CHALLENGE A
Using the Section 111 commentary, answer these three questions:
(i) On what date was the revelation of section 111 given?
(ii) After the House of the Lord in Kirtland was finished, about how much was Joseph indebted?
(iii) Which museum did the group visit on August 19?
CHALLENGE B
From the Section 111 commentary, pull out everything from "In this and" down to "past and present.", word for word.

SOURCE PASSAGE
(begin)

Come, Follow Me: Doctrine & Covenants 111-114

Section 111

The revelation of section 111 on August 6, 1836 reoriented Joseph and his companions. They had been preoccupied with paying their debts to the point of pursuing an unwise strategy. The revelation taught them to think of treasure in terms of human lives, “people  . . . whom I will gather,” and to not be overly concerned about their debts (D&C 111). It is a comforting revelation. 

Just as the Saints in Missouri were being asked to leave another county there, Joseph and the Saints in Ohio finished the House of the Lord in Kirtland at great expense. The resulting blessings far surpassed the value of every penny, but the process left Joseph indebted around $13,000 with more expenses looming. Under these circumstances Joseph took a risk. A man named Jonathan Burgess had told him that there was a lot of money buried in the cellar of a house in Salem, Massachusetts. He said he knew where it was, and that he was the only living person who did. Joseph, his brother Hyrum, Oliver Cowdery and Sidney Rigdon set out for Salem in July, planning to meet Burgess, locate the house, and hopefully find the treasure. They eventually found the house, but it was not for sale or rent, and they left Salem without getting access to it.[1]

Church historian B.H. Roberts wrote that “while in Salem the Prophet received a revelation in which the folly of this journey is sharply reproved.”[2] Elder Roberts may have been overly sensitive to the emphasis antagonistic writers placed on Joseph’s youthful treasure seeking (see Joseph Smith—History 1:55-57).[3] The Lord does not sharply reprove Joseph in Section 111. He says, in fact, that he is not displeased with the prophet despite his follies, by which he meant “a weak or absurd act not highly criminal; an act which is inconsistent with the dictates of reason, or with the ordinary rules of prudence.”[4]

In this and other revelations that respond to Joseph or other saints being in anxious, high-pressure situations, the Lord’s response is cool and in control. Joseph is overwhelmed with debt to the point of taking unsound risks. The Lord replies that he will gather Salem’s treasures and souls for Zion in due time. Joseph and his companions responded by seeking out the place the Lord wanted them to stay, a house on Union Street not far from where Nathaniel Hawthorne was writing tales of buried treasure in Salem and the local newspaper was reporting similar rumors.[5] They visited from house to house and did some preaching. On August 19 they visited the East India Marine Society Museum, comparatively relaxed in their efforts to obey the revelation and stop being too concerned with their debts and with things they could not control in Zion, and focus instead on souls both past and present.

(end)

DATA
(begin)

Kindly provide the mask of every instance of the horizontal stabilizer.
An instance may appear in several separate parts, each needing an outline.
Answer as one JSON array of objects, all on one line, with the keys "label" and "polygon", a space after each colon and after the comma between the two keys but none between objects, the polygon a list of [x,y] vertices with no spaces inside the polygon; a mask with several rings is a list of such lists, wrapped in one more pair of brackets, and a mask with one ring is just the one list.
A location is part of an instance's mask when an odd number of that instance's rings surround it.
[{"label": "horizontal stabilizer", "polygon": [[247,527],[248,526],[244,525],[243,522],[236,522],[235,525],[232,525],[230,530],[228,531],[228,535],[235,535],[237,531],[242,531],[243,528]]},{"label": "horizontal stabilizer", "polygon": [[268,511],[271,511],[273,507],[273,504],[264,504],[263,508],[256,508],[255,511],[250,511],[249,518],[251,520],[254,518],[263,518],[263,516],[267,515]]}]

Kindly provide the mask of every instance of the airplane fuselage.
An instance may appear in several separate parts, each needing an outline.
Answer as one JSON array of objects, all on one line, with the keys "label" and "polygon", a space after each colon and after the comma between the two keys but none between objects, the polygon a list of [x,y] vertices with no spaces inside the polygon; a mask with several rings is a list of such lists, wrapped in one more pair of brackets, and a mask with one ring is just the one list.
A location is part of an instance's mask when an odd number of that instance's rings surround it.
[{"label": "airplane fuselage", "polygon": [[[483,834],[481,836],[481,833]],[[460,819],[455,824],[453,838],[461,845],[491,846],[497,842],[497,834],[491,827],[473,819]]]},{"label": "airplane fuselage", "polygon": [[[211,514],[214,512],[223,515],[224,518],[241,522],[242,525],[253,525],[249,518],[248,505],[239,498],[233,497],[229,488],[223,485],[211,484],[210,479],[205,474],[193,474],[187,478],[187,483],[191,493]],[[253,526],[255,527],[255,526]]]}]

(end)
(begin)

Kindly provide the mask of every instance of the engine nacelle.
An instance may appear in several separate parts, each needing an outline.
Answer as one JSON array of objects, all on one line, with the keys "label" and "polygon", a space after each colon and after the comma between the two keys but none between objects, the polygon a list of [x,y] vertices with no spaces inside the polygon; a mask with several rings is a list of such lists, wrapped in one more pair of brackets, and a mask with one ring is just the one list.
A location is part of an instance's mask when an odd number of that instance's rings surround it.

(end)
(begin)

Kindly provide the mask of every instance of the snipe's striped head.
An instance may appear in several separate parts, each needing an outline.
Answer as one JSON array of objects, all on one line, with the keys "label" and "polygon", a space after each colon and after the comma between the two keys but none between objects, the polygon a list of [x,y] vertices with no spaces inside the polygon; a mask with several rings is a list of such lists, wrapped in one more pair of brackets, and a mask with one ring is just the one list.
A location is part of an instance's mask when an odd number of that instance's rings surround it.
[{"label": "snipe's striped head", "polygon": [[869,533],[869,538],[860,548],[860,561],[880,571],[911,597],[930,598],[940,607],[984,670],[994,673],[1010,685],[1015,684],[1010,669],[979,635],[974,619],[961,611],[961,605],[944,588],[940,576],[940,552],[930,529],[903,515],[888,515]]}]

(end)

TASK SOLUTION A
(i) August 6, 1836
(ii) Around $13,000
(iii) The East India Marine Society Museum

TASK SOLUTION B
In this and other revelations that respond to Joseph or other saints being in anxious, high-pressure situations, the Lord’s response is cool and in control. Joseph is overwhelmed with debt to the point of taking unsound risks. The Lord replies that he will gather Salem’s treasures and souls for Zion in due time. Joseph and his companions responded by seeking out the place the Lord wanted them to stay, a house on Union Street not far from where Nathaniel Hawthorne was writing tales of buried treasure in Salem and the local newspaper was reporting similar rumors.[5] They visited from house to house and did some preaching. On August 19 they visited the East India Marine Society Museum, comparatively relaxed in their efforts to obey the revelation and stop being too concerned with their debts and with things they could not control in Zion, and focus instead on souls both past and present.